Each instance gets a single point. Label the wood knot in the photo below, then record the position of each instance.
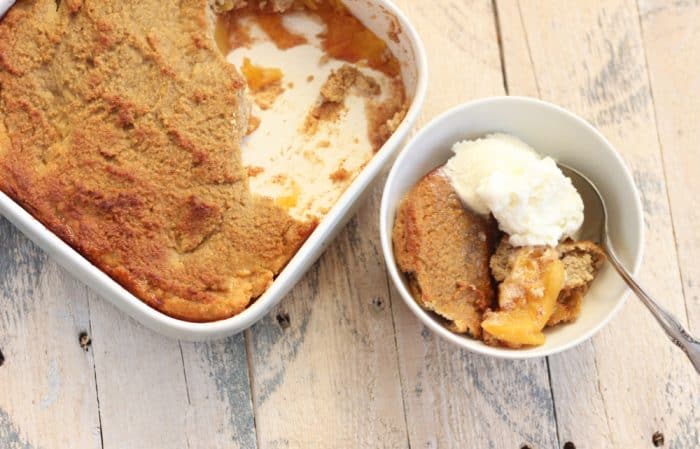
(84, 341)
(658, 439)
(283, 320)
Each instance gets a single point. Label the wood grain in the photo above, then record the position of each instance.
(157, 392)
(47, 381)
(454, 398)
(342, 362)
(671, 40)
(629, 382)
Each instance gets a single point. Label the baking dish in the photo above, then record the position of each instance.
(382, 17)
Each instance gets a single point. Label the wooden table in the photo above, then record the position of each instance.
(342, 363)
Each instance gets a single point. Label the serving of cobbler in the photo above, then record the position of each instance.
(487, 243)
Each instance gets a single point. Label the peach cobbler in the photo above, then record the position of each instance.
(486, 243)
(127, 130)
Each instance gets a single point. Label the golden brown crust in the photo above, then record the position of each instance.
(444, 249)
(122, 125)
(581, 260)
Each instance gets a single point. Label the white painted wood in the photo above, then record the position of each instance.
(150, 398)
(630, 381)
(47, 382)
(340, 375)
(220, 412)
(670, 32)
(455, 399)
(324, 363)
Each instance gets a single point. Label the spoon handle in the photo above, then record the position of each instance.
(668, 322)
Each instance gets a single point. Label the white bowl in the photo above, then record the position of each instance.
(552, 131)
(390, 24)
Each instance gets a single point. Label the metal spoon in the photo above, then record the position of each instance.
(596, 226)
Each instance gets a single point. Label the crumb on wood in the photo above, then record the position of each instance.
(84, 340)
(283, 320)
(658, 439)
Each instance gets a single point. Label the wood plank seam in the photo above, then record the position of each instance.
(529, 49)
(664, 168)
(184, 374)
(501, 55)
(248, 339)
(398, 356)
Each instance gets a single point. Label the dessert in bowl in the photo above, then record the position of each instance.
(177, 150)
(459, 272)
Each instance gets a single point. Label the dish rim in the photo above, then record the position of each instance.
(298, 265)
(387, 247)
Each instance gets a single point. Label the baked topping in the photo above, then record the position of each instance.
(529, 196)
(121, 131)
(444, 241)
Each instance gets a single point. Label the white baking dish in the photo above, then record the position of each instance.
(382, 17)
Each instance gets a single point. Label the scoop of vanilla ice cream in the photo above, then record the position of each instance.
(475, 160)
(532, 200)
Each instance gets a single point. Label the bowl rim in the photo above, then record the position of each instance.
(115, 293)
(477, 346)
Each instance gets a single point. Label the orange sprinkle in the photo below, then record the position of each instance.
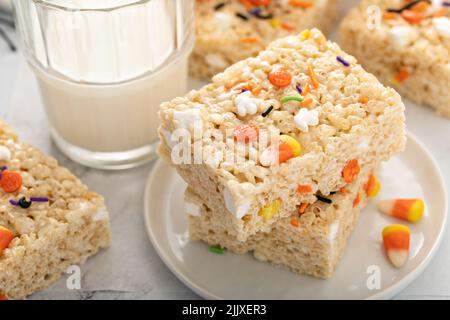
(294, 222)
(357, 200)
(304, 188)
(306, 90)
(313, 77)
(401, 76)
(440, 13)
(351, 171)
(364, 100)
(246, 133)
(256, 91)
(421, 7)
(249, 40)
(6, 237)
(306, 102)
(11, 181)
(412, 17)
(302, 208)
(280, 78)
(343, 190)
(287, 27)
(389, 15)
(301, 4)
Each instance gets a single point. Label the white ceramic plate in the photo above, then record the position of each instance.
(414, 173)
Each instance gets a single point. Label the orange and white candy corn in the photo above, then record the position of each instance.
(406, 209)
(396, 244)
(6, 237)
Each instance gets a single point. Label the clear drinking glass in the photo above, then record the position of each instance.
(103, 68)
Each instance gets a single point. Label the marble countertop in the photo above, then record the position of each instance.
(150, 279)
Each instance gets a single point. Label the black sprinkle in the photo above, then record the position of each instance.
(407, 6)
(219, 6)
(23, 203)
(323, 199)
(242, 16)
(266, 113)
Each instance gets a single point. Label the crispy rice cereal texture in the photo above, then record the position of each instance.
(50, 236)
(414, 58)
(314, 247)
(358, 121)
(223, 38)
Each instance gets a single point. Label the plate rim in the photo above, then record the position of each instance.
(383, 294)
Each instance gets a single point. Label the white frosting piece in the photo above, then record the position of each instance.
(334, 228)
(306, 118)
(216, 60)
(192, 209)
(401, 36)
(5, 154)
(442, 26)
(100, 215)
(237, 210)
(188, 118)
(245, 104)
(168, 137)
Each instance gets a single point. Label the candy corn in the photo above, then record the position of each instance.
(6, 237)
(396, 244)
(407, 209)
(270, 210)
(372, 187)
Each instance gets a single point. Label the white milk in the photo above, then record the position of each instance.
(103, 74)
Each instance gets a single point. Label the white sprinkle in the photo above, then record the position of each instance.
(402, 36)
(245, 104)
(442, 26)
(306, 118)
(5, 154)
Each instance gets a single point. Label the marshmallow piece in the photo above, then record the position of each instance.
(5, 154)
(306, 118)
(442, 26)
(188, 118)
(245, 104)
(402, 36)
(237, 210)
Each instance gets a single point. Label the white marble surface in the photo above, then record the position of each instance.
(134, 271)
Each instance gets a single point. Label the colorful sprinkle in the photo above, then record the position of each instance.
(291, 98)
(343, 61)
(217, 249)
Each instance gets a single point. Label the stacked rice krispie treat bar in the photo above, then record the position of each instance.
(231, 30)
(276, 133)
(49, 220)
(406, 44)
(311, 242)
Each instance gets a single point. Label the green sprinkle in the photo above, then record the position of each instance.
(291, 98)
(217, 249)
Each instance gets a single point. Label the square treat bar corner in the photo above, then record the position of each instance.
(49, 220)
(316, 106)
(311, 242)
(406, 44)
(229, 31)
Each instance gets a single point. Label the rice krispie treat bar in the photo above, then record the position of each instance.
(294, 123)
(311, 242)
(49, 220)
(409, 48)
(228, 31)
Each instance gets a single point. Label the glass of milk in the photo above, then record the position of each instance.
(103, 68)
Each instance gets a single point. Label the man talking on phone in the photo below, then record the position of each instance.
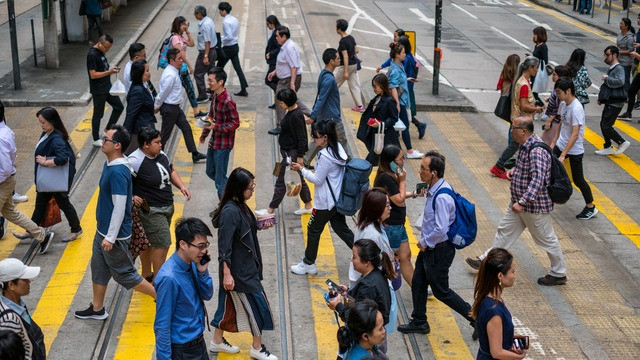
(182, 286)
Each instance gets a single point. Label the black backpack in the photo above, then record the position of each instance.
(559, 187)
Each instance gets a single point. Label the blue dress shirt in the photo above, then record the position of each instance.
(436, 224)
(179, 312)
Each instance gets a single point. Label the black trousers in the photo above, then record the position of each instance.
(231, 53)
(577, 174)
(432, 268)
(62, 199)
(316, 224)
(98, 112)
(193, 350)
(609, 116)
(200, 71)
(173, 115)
+++
Exercise → Please copy the data above character for character, skipping any pictures.

Finished exercise →
Each instance gets a single point. Label the wood knot in the photo below, then record the position of each instance.
(84, 341)
(658, 439)
(283, 320)
Each instance gets a single point. Label the wood grain in the photo above, then record the position of each instance.
(157, 392)
(47, 381)
(454, 398)
(342, 362)
(671, 40)
(629, 382)
Each instance gets a single point. Label the baking dish in the photo above, then record the position of each instance.
(382, 17)
Each instance gets a single point. Label the wooden table in the photo above, then record the position of each instance.
(342, 363)
Each instance gets a single point. Label the serving of cobbler in the photo above, then record the position of each instance.
(487, 243)
Each instance gets a single point. Label the peach cobbler in the photo above, then record the position of each instance.
(486, 243)
(127, 130)
Each instance gets a single point. Label the golden brown crust in the photo above, then record the position of each instance.
(444, 249)
(122, 125)
(581, 260)
Each instance gets a single point. Label the white painted wood in the photo above, then record the position of each instance.
(150, 398)
(630, 381)
(47, 382)
(340, 375)
(220, 412)
(670, 32)
(455, 399)
(324, 363)
Each instance gets a single point. Label the spoon handle in the photo above, then record the position of each instance.
(668, 322)
Each instance gets a single point. Label the white bowl in the photo above, then record the position of each instance.
(552, 131)
(390, 24)
Each instance gets a single point. Label the metal spoon in the photo above, then record the position of each instance.
(596, 226)
Each instance gets a single point. Label the crumb on wood in the photo above, then record the position of each instance.
(84, 340)
(283, 320)
(658, 439)
Each instance gets a single point. Label the wood plank seam in the photo above, then record the position of each instance.
(529, 49)
(664, 168)
(184, 374)
(501, 55)
(248, 339)
(398, 356)
Each instance gets a single point. Label the dessert in bowl in the photo above, then record the position of each instance.
(177, 150)
(459, 272)
Each instance gets a single point. Label the dish rim in the photo above, then record the position of each instance.
(298, 265)
(387, 247)
Each instance gets a single point. Label the baked topping in the photo above, then record the position of each instance.
(529, 196)
(121, 131)
(444, 241)
Each instance gets a single point. Label the white baking dish in the photo above, then record the position of each instance.
(382, 17)
Each instance gets a single point. Label the scoop of vanilla ice cream in the photo above, then record the position of each instance.
(475, 160)
(532, 200)
Each instance gets a single point. Label the bowl rim in the photo above, then record the position of each instance.
(115, 293)
(477, 346)
Each instance gets a single point. Label the orange sprinkle in the photo below, then record the position of each instance.
(294, 222)
(357, 200)
(304, 188)
(306, 90)
(313, 77)
(401, 76)
(440, 13)
(351, 171)
(364, 100)
(246, 133)
(256, 91)
(421, 7)
(249, 40)
(6, 237)
(306, 102)
(11, 181)
(412, 17)
(302, 208)
(280, 78)
(343, 190)
(287, 27)
(389, 15)
(301, 4)
Each instance gets a single point. Label the white ceramic plate in the photo above, then record the position of each instance.
(414, 173)
Each instance gets a single point. Label the orange and white candy corn in the photo above, then record the position of each instance.
(406, 209)
(396, 244)
(6, 237)
Each instance gets a single point. Label the clear drinking glass in the photo above, then record the position of each instance.
(103, 68)
Each instance gets a single point. Label the marble countertop in the photo above, then record the position of each instance.
(150, 279)
Each instance gets a single point. Label the black sprinkle in the photo above, then record the position of each instance.
(407, 6)
(219, 6)
(23, 203)
(323, 199)
(242, 16)
(266, 113)
Each instance gets a single point. Label the crispy rice cereal texture in the photo above, then record the position of each instance.
(50, 236)
(414, 58)
(314, 247)
(358, 121)
(223, 38)
Each instance gets a single point. Label the plate rim in the photo above, then record the position of each instance.
(383, 294)
Each instance gets a single point. Label the white frosting piece in the photo above, then record the position of each instance.
(334, 228)
(306, 118)
(216, 60)
(192, 209)
(401, 36)
(5, 154)
(442, 26)
(100, 215)
(237, 210)
(188, 118)
(245, 104)
(168, 137)
Each instance gets a single point. Label the candy corn in the photo above, then record the position of each instance.
(6, 237)
(396, 244)
(407, 209)
(270, 210)
(372, 187)
Each instance gets a single point. Label the white milk in the photo above, then record the position of each instance.
(103, 74)
Each instance gets a single point. Label the white sprinkle in the photo above, then record the position of each instance.
(402, 36)
(245, 104)
(442, 26)
(306, 118)
(5, 154)
Each instance gets a single point. Label the marshmallow piece in the photo above, then record the position of each instance.
(5, 154)
(306, 118)
(442, 26)
(188, 118)
(245, 104)
(402, 36)
(237, 210)
Each instance gets a single point. Label the white marble surface in the photo above, then record the position of each instance.
(134, 271)
Each instance gets a single point. Label the colorful sprinkle in the photo above, then record the position of each instance.
(291, 98)
(343, 61)
(217, 249)
Each instance gets a single point. Label the stacked rice krispie treat bar in the photo above, then record the position of each instance.
(231, 30)
(276, 133)
(49, 220)
(406, 44)
(311, 242)
Each instance gets a single point. Label the green sprinkle in the photo above, then record the position of each instance.
(291, 98)
(217, 249)
Each instance gets a single point. Label the square treat bar corner in the photo above, then record the position of each instance.
(49, 220)
(316, 106)
(311, 242)
(406, 44)
(229, 31)
Each instance gets a single point. Label the rice krispie treat bar in the photo above, then record the position of each instance.
(294, 123)
(311, 242)
(49, 220)
(409, 48)
(228, 31)
Each instance gets a single point. Label the glass of milk in the photo above, then record the position of each instance.
(103, 68)
Each instance gets a single point. Label the man talking on phone in the photo below, then record the position of each instance.
(182, 286)
Each instance gets a single point. Label the black backpack in the photo above, then record the position of each instance.
(559, 187)
Each instance gets a single point. Label the blue dress shirt in the photo above, then record the position of each instance.
(436, 224)
(179, 312)
Each instance gets a single point. Label the black trousers in the photo above, then record the position of each instance.
(231, 53)
(577, 174)
(432, 268)
(62, 199)
(316, 224)
(98, 112)
(193, 350)
(609, 116)
(200, 71)
(173, 115)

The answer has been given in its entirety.